ACTIVITY
Begin with the first line of the entries below and reproduce each line exactly, ending with the line that holds "the white throw".
--- ENTRIES PROVIDED Enclosed Below ---
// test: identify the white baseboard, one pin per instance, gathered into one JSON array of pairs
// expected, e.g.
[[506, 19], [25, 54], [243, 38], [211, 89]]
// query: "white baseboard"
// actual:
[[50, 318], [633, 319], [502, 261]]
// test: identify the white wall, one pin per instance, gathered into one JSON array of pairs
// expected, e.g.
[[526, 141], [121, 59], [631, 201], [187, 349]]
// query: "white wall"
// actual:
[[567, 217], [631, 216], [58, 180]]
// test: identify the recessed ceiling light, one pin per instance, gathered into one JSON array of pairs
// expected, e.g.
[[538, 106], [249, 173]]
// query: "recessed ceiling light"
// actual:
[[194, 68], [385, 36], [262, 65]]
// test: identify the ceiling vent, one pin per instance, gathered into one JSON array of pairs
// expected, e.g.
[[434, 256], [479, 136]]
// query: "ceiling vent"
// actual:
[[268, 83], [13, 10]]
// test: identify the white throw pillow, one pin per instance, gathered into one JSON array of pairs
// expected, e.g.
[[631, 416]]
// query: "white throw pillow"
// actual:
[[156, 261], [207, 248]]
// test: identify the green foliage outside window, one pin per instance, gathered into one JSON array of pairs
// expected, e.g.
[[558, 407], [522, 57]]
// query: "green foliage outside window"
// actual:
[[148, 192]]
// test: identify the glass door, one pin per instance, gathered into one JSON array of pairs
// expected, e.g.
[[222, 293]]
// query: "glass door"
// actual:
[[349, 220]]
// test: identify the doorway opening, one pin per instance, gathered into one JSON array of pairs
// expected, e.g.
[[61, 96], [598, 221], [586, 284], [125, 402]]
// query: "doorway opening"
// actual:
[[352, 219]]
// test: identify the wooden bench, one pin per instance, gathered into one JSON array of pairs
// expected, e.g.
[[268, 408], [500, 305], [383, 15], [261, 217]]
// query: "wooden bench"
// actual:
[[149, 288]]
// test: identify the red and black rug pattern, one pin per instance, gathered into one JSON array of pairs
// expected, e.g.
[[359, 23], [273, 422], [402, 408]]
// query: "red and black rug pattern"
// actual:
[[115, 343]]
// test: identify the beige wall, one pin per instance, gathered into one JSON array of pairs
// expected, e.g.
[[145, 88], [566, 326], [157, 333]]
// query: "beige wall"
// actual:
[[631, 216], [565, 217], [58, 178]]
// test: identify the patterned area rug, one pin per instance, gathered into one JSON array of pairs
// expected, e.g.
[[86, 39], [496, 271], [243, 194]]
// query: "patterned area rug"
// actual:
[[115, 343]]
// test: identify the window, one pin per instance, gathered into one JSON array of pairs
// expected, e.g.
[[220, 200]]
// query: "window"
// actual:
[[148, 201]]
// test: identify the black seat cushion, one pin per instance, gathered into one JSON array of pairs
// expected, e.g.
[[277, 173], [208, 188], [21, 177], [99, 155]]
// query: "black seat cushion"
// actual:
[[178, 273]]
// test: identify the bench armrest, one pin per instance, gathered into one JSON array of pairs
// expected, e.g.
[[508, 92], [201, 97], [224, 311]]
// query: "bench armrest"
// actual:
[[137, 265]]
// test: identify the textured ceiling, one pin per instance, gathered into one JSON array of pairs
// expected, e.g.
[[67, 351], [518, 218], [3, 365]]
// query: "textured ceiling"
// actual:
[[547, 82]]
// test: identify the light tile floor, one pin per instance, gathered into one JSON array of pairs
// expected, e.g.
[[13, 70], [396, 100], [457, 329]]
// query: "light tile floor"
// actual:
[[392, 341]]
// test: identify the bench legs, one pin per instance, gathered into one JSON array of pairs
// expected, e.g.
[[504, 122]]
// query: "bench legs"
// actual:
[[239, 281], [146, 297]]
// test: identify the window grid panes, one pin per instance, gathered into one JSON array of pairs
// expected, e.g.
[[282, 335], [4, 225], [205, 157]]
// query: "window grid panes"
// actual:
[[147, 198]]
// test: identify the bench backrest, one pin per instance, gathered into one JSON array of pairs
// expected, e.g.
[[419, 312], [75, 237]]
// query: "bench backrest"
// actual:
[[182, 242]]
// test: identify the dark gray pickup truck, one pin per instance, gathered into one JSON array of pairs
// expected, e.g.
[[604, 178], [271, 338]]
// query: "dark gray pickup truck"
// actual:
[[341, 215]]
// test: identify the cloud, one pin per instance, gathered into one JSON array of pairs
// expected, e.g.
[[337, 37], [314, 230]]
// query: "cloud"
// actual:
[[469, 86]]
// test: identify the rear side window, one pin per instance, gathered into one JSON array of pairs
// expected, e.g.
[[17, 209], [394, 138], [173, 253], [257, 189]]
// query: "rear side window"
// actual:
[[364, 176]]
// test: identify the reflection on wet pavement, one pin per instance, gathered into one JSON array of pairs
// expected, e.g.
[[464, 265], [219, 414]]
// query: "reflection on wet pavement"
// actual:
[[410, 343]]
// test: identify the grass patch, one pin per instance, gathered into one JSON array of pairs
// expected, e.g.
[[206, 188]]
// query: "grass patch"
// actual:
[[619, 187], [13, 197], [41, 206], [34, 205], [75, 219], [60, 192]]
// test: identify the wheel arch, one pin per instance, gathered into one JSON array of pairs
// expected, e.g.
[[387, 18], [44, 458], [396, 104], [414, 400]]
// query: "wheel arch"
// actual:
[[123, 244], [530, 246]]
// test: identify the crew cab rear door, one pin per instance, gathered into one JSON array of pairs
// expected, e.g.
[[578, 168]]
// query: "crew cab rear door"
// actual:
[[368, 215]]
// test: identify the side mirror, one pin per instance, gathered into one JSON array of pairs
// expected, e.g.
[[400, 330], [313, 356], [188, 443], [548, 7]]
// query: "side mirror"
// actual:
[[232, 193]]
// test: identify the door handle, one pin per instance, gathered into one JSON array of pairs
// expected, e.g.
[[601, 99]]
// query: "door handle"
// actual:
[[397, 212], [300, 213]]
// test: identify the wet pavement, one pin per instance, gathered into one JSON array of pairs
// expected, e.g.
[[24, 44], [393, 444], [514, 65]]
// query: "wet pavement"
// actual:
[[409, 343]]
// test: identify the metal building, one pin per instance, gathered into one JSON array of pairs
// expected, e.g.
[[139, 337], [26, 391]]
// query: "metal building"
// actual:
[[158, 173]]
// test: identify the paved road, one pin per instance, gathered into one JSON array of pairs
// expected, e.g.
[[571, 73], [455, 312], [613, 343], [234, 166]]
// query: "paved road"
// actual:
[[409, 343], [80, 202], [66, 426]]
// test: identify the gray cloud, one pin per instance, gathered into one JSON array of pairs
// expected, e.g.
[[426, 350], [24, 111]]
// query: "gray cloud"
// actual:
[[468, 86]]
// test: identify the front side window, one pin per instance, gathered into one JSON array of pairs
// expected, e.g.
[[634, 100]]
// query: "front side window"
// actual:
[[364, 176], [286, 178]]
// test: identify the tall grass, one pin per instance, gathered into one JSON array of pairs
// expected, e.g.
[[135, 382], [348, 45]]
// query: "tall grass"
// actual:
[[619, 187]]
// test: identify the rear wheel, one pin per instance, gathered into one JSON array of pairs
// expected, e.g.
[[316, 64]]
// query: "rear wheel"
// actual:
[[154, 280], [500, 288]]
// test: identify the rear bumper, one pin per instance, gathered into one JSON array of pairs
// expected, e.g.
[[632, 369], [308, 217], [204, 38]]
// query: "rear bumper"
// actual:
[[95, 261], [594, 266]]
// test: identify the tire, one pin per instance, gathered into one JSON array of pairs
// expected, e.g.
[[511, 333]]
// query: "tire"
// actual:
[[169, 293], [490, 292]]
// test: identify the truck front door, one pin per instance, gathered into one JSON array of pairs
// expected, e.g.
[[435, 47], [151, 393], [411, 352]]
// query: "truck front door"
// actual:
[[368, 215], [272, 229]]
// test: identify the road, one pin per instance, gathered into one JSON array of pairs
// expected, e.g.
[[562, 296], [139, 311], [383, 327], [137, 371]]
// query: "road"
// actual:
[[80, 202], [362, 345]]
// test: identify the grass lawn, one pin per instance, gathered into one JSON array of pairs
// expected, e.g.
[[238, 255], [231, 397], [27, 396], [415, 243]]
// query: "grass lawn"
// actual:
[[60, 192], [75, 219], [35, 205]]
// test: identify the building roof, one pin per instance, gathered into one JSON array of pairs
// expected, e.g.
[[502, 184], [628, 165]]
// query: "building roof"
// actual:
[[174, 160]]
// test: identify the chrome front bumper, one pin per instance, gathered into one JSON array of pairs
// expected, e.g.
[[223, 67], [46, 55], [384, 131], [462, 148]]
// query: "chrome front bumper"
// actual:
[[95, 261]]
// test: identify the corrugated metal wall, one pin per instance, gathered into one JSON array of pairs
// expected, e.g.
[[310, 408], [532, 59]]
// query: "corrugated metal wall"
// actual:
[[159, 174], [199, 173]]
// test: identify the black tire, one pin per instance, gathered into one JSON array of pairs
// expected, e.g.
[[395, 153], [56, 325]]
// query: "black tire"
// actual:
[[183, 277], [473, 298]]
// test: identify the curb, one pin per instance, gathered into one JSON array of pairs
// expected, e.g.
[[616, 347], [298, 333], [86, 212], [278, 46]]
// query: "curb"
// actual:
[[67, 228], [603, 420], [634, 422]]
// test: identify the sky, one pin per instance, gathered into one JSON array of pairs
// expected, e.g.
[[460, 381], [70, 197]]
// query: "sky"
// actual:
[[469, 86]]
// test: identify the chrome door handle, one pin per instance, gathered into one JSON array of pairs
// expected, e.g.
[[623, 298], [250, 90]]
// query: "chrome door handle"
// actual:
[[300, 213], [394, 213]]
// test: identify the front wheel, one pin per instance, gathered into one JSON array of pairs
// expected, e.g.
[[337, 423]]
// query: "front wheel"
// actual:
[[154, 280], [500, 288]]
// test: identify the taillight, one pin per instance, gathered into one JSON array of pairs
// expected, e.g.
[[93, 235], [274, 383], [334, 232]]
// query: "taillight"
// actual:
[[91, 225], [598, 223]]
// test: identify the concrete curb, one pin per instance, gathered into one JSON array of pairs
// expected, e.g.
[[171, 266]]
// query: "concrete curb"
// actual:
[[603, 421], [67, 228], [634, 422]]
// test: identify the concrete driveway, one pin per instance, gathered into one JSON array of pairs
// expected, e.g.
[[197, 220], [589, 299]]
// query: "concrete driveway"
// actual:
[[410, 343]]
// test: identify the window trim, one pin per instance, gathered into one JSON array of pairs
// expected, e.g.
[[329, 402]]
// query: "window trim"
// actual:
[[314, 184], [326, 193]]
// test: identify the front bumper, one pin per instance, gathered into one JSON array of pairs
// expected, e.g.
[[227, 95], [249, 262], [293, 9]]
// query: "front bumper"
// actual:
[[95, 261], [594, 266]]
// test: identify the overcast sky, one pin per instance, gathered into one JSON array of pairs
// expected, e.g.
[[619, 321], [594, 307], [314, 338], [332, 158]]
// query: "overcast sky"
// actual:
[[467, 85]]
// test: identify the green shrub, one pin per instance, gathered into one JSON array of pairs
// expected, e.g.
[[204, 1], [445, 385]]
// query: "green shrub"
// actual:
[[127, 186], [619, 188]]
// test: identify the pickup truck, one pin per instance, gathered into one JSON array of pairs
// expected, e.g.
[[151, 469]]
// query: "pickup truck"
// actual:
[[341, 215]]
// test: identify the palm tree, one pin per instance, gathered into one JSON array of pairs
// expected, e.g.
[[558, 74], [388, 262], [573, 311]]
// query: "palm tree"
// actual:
--- End of Enclosed ENTRIES PROVIDED ---
TASK SOLUTION
// test: identify the white baseboard, one pin per instance, gathered into one JSON array of pairs
// expected, e.g.
[[506, 19], [25, 54], [243, 38], [211, 89]]
// query: "white baseboard"
// actual:
[[50, 318], [633, 319], [502, 261]]
// test: identify the white wall, one pin per instance, gathered into one JSON array of pairs
// expected, e.g.
[[526, 141], [121, 59], [631, 201], [187, 349]]
// query: "white wall"
// actual:
[[567, 217], [631, 216], [58, 180]]
// test: identify the recessed ceiling light, one pin per instance, gathered into one JSON array of pairs
// expected, e.g.
[[538, 106], [249, 173]]
// query: "recessed ceiling light"
// actual:
[[194, 68], [385, 36], [262, 65]]
// test: identify the ceiling vent, one pin per instance, gathered into one JSON array of pairs
// expected, e.g.
[[434, 256], [479, 136]]
// query: "ceiling vent"
// actual:
[[268, 83], [13, 10]]
// test: identify the white throw pillow, one pin per instance, gathered into one JSON array of pairs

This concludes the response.